Only an exact repetition of every entry counts as the answer.
==== Source records
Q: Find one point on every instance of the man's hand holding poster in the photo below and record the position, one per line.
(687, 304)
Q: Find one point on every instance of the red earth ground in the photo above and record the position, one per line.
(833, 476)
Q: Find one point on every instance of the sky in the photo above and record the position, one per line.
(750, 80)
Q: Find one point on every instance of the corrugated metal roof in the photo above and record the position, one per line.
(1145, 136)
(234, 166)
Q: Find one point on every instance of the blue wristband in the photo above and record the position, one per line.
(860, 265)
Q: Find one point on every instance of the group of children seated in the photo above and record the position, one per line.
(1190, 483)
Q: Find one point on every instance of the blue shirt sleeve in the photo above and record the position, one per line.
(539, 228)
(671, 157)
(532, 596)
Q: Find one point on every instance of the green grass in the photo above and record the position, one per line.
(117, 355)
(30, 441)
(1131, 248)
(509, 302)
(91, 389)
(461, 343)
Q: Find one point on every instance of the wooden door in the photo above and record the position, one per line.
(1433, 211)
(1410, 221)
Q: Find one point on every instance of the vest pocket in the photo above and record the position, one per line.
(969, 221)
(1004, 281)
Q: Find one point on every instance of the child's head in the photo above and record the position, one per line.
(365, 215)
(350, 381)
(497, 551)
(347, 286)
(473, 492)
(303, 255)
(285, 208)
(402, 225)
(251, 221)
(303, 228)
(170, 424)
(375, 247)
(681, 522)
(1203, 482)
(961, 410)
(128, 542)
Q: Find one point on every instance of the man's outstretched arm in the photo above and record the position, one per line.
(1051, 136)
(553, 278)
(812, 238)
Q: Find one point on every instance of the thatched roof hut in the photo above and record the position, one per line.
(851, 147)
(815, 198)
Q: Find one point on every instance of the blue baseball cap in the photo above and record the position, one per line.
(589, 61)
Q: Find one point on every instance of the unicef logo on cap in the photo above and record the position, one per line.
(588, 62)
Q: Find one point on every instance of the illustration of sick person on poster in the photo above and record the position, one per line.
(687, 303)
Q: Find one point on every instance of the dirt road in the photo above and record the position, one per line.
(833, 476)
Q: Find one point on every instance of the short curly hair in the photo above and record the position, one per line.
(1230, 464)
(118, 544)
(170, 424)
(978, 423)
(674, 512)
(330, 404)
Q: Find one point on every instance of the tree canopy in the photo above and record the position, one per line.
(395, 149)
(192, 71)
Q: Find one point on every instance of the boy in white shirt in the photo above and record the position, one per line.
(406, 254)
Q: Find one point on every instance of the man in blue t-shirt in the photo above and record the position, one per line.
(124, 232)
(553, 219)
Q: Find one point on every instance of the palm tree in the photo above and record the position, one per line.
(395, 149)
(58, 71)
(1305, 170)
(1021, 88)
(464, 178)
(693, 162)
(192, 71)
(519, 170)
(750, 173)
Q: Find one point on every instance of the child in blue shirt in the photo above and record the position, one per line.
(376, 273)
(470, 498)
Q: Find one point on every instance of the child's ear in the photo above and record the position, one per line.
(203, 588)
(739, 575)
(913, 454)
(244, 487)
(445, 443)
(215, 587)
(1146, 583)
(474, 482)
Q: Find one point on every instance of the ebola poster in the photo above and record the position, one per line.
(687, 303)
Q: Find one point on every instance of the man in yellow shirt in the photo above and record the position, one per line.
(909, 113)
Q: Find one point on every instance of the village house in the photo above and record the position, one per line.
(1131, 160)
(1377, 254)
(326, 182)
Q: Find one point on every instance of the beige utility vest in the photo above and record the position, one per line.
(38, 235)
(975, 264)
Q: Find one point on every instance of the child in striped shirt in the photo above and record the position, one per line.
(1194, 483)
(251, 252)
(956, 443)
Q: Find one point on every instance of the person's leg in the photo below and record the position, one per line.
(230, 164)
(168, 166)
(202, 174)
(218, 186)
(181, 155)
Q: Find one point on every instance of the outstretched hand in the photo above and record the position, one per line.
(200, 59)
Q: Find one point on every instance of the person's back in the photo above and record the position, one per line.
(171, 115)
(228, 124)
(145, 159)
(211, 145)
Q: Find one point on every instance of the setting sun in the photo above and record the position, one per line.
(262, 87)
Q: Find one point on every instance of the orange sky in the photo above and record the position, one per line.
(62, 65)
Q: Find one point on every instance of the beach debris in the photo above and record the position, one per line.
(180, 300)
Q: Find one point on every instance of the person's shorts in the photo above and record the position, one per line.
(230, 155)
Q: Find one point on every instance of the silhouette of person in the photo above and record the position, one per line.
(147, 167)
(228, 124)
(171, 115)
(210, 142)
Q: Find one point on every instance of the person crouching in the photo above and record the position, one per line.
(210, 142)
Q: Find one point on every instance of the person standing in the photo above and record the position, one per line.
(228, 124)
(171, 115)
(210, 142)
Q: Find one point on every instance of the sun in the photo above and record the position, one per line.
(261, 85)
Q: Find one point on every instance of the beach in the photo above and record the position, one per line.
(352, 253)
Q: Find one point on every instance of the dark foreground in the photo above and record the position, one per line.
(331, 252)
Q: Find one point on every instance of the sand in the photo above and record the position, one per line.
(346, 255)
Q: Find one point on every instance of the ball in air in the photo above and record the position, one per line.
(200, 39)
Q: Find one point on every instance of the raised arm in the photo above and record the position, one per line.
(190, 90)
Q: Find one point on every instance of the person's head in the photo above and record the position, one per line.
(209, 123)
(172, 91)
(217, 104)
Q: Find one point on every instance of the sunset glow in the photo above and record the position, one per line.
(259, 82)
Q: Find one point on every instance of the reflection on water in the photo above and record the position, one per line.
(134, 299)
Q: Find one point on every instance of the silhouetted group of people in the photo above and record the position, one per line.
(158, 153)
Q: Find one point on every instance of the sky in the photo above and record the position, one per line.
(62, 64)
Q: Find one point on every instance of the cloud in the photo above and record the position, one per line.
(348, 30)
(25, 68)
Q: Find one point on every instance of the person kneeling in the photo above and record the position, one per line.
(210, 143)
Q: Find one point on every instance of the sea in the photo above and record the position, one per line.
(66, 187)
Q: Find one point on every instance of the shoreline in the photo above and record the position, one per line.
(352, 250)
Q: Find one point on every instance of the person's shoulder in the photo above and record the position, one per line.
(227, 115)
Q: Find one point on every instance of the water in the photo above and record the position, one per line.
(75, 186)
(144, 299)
========
Written solution
Q: Find one point on every instance of the man's hand holding poster in the photo below and record the position, one per line.
(687, 304)
Q: Find one point on every instance of the red earth ground in the photo above and record the position, one per line.
(833, 476)
Q: Find one point on every instance of the sky in the photo above and record the position, one per line.
(750, 80)
Q: Find one point on every instance of the corrugated metal roof in the photo above and record the position, one per line.
(1145, 136)
(234, 166)
Q: Find one point on every instance of the blue wristband in the photo above and record the position, one per line.
(860, 265)
Q: Find one point on every instance of the group of children seated in the photo above and record the position, one per line.
(1190, 483)
Q: Find one point on every instance of the blue shirt sleeve in the photo above and record the position, one per line.
(539, 228)
(671, 157)
(532, 596)
Q: Find one point on every instance of the green grass in the photo above and record the position, one per line.
(117, 355)
(30, 441)
(1131, 248)
(509, 302)
(91, 389)
(461, 343)
Q: Find one point on every instance of the wooden door in the photo above and record the position, one per line.
(1433, 211)
(1410, 221)
Q: Find one point on every instance of the vest pocket in the photo above and record the position, one per line.
(969, 221)
(1004, 281)
Q: Find one point on every instance of the child's head in the photo above and record the position, one per line.
(365, 215)
(350, 381)
(497, 551)
(347, 286)
(473, 492)
(303, 255)
(285, 208)
(402, 225)
(251, 221)
(303, 228)
(170, 424)
(375, 247)
(681, 522)
(1203, 482)
(961, 410)
(128, 542)
Q: Find one point on every instance of the man's outstretched arm in the photo above and record the position, one per line.
(1051, 136)
(553, 278)
(812, 238)
Q: Find one point on every instance of the thatched roof hut in the photo above and record the position, one per line.
(851, 147)
(815, 198)
Q: Find one point on every instance of the blue baseball cap in the photo above and record the position, one per line.
(589, 61)
Q: Find one point on every instance of the unicef logo on cap in the photo above and record the position, one per line.
(588, 62)
Q: Find one point on every instance of the illustration of sick person on poster in the photo above and record the position, one per line.
(687, 303)
Q: Find one point on every instance of the dirt road in the photo above and record the position, one per line.
(833, 476)
Q: Find one point on every instance of the short curly hair in the photo above and record the position, one per line.
(1230, 464)
(118, 544)
(170, 424)
(978, 423)
(674, 512)
(330, 404)
Q: Find one point on every instance of the tree canopy in the photo above and record the position, one per line.
(395, 149)
(192, 71)
Q: Find one point on every instance of the boy in white shirt in the photo above and record the position, one per line.
(406, 254)
Q: Find one point on every instance of the man in blue t-shirt in the photo above and record the position, one per line.
(124, 232)
(553, 219)
Q: Find one point on every instance of the palm tree in the photo above and record the position, one per line.
(395, 149)
(58, 71)
(1305, 170)
(1021, 88)
(464, 178)
(693, 162)
(192, 71)
(519, 170)
(750, 173)
Q: Find one point on every instance of the child in blue shirt in the photo above and record the position, one per line.
(376, 273)
(470, 498)
Q: Find one point on every instance of the child's ear in the photo above and record the position, one per line.
(203, 588)
(739, 575)
(913, 454)
(244, 487)
(445, 443)
(215, 587)
(1146, 583)
(474, 482)
Q: Find one point on every instance of the ebola poster in the photo above and record the position, one per line.
(687, 303)
Q: Find one point on every instance of the man in yellow shirt in the photo above and record the position, one per line.
(909, 113)
Q: Find one point on every instance of the village house in the photo above and record the position, one per line.
(1131, 160)
(1377, 254)
(326, 182)
Q: Find one point on every instance of the beige utility vest in the photo above and record the position, one per line.
(38, 235)
(975, 264)
Q: Find one point on every instance of the child in striped shirt in the photo above and record the position, one per line.
(1194, 483)
(251, 252)
(956, 443)
Q: Find one point on every instance of the person's leg in the photo below and record the position, one per line.
(230, 164)
(168, 166)
(202, 174)
(218, 186)
(181, 155)
Q: Find one point on every instance of the outstretched hand in the photo above and record the position, one per line.
(200, 59)
Q: Find one point on every instance of the person's back in the photo above and record the position, one per line.
(171, 115)
(228, 124)
(145, 159)
(211, 145)
Q: Find one point on every instance of the setting sun in the photo above and record the position, one per line.
(262, 87)
Q: Find one point on every instance of the orange sky in the photo above and record the position, one per line.
(62, 65)
Q: Find one point on every instance of the beach debris in the photo above and record the position, one per line.
(180, 300)
Q: Find one point on every instance of the person's shorts in the photo above and record the position, one per line.
(230, 155)
Q: Find one point on every instance of the silhouette of person in the photo above and record the position, one per line.
(147, 167)
(228, 124)
(171, 115)
(210, 142)
Q: Find one point on every instance of the person crouching in the photo above and record the position, one per line.
(210, 142)
Q: Find one point on every instance of the person standing in the photo above and record the position, one per line.
(228, 124)
(171, 115)
(210, 142)
Q: Find one point on every instance of the sun in the photo above and record the position, one per line.
(261, 85)
Q: Find one point on every instance of the beach in the photo above and record the position, one per line.
(352, 253)
Q: Find one point on every instance of the dark foreground in the photo above and record the position, one per line.
(331, 252)
Q: Find one point on every instance of the sand in the photo above and record the position, one per line.
(346, 255)
Q: Find one point on every instance of the ball in air in the photo above and record the position, one per line.
(200, 39)
Q: Find one point on every instance of the raised arm in the photo above and record the position, one per line.
(190, 90)
Q: Find one point on every instance of the person's head in the photo above and record the position, one per line.
(209, 123)
(172, 91)
(217, 104)
Q: Find one point on every instance of the sunset glow in the photo above and record the position, one per line.
(259, 82)
Q: Find one point on every instance of the reflection on water in the photo above and record the position, one per line.
(134, 299)
Q: Find one point on every instance of the silhouetted group of people in the photo above and record the position, one per line.
(158, 153)
Q: Find one point on every instance of the sky in the photo above and record the position, one per line.
(62, 64)
Q: Find one point on every instance of the cloud in the photo above and record the position, one per line.
(348, 30)
(25, 68)
Q: Find one point on every instance of the person kneeling in the photo above and record the position, one per line.
(210, 143)
Q: Find one point on every instance of the sea in the photo above and record the position, one per line.
(66, 187)
Q: Find one point on every instance of the shoreline in the photo above and record the position, one per line.
(352, 250)
Q: Find one point on every instance of the person's shoulder in the photo above and record the position, one per line.
(227, 115)
Q: Find one point on every instance of the water in the photo above and record the position, one per line.
(75, 186)
(144, 299)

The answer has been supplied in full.